TASK REQUIREMENTS:
Pull out each row below that contains the word "with", and copy those rows unchanged. Only matches in the same letter case count.

PROVIDED DATA:
* Start *

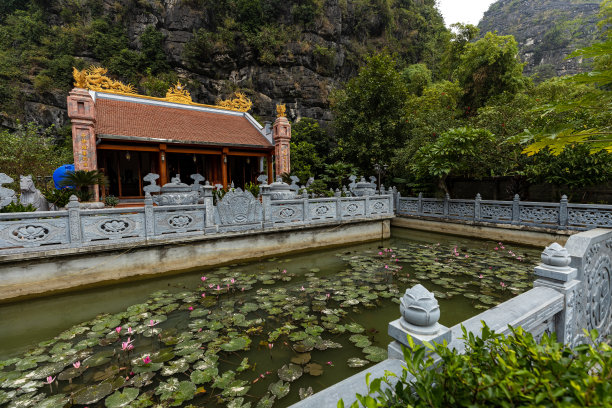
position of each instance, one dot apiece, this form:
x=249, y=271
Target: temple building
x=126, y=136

* End *
* Start *

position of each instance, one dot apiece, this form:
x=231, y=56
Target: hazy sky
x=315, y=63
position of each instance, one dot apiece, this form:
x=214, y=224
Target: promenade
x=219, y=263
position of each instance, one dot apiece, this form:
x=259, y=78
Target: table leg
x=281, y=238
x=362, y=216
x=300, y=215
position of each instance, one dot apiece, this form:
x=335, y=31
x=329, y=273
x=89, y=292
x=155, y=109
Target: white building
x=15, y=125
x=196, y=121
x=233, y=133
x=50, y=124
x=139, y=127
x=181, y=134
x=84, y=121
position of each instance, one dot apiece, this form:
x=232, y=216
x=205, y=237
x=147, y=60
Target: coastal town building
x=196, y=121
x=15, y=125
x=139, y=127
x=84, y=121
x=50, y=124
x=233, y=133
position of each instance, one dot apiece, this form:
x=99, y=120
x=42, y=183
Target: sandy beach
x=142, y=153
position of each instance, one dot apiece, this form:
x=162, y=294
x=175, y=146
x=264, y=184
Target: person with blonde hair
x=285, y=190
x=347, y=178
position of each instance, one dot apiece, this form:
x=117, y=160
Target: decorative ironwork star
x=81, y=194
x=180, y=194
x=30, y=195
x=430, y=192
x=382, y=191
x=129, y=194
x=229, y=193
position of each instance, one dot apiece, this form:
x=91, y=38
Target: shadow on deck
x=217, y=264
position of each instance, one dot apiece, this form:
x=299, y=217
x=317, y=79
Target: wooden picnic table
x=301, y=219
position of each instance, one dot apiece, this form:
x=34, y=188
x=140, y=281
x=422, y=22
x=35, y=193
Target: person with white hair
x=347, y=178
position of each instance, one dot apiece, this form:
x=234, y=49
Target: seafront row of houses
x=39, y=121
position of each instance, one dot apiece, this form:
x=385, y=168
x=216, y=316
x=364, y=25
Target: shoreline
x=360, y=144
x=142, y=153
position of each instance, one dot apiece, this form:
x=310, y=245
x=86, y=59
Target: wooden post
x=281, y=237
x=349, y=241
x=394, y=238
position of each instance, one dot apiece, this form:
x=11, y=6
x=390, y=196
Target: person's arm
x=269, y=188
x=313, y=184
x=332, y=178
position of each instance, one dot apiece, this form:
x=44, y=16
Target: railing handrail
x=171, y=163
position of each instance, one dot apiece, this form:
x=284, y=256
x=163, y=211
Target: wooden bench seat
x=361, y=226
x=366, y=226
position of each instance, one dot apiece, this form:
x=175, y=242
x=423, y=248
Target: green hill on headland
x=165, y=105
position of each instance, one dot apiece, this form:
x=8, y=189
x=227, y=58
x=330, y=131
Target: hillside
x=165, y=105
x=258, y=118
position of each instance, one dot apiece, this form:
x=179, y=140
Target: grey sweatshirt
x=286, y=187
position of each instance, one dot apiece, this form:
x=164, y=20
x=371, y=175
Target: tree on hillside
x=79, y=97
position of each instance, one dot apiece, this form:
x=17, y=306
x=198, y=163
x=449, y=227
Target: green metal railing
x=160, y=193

* End *
* Start *

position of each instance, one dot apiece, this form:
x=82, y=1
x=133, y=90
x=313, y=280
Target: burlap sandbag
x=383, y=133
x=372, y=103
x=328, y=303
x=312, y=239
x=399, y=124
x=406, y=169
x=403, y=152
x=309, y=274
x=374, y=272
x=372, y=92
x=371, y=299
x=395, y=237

* End *

ANSWER TO THIS TASK:
Target: person with blonde hair
Target: person with white hair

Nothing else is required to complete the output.